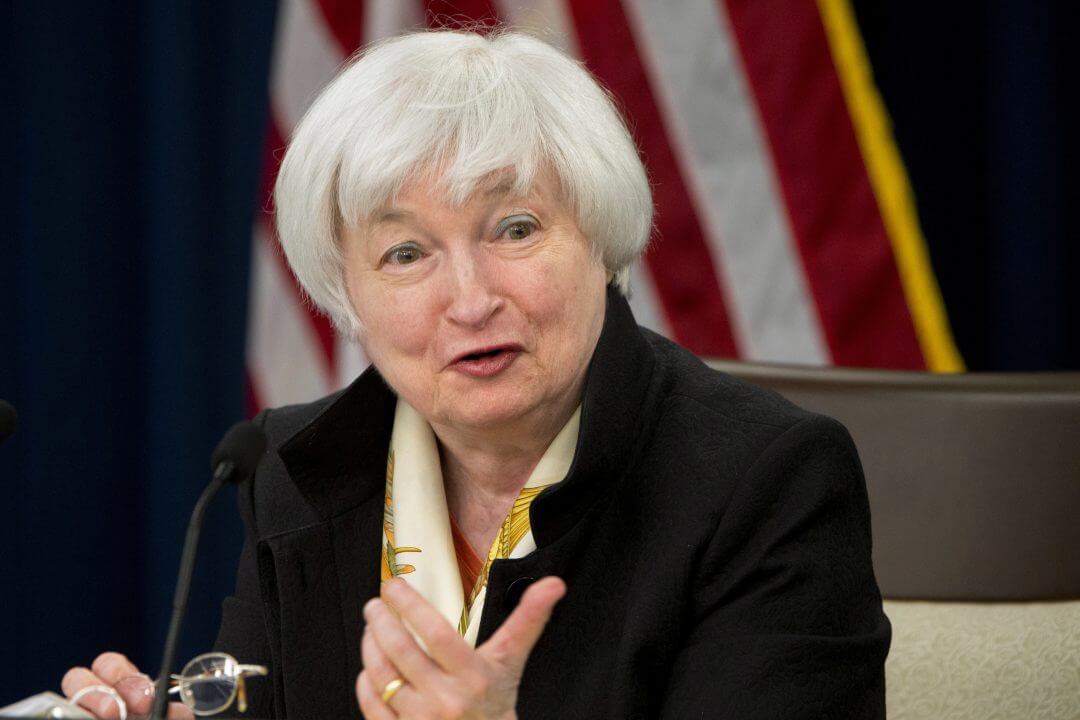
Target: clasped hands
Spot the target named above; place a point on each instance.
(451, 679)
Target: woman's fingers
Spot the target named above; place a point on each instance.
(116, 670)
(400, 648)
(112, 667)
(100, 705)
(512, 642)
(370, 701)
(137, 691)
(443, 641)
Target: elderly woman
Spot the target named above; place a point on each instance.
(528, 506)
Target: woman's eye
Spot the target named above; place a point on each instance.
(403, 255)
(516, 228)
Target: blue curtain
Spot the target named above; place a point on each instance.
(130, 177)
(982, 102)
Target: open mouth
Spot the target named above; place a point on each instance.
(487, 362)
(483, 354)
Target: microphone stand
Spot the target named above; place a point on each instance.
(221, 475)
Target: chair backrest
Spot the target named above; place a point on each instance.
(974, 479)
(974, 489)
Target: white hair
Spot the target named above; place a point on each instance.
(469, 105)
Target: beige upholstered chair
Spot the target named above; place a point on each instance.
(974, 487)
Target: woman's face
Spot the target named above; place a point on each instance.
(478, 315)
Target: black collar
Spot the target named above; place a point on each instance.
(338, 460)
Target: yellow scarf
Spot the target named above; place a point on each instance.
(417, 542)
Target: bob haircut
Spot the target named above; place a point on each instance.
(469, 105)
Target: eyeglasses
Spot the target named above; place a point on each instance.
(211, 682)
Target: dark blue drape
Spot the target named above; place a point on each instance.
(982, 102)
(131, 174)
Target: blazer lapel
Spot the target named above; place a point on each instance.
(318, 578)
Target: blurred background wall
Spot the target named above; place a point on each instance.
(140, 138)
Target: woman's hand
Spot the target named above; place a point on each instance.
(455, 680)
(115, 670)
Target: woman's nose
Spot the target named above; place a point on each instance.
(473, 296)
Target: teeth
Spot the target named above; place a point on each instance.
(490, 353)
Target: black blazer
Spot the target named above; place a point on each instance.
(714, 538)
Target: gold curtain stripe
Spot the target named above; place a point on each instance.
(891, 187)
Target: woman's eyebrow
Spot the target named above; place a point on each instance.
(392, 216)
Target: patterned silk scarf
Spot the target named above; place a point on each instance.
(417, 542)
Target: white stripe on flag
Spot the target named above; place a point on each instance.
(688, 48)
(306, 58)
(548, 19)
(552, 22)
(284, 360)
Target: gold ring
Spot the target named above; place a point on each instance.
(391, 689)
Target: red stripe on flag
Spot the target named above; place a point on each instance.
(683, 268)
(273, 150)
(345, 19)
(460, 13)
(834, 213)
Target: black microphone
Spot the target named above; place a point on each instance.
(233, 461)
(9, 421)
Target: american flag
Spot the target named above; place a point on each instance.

◇ ◇ ◇ ◇

### Task
Please rewrite every line of the items from the line containing "Target: red stripe on flag" through the end of the items, raising each coordinate in the answers by 60.

### Problem solution
Target: red stripe on flag
Spot the target named above; place a point on each instance.
(743, 328)
(333, 210)
(405, 79)
(520, 73)
(894, 273)
Target: black microphone
Spot the target named above; place a point on each instance.
(293, 521)
(69, 481)
Target: american flag
Spot the target named above; place a point on each instance.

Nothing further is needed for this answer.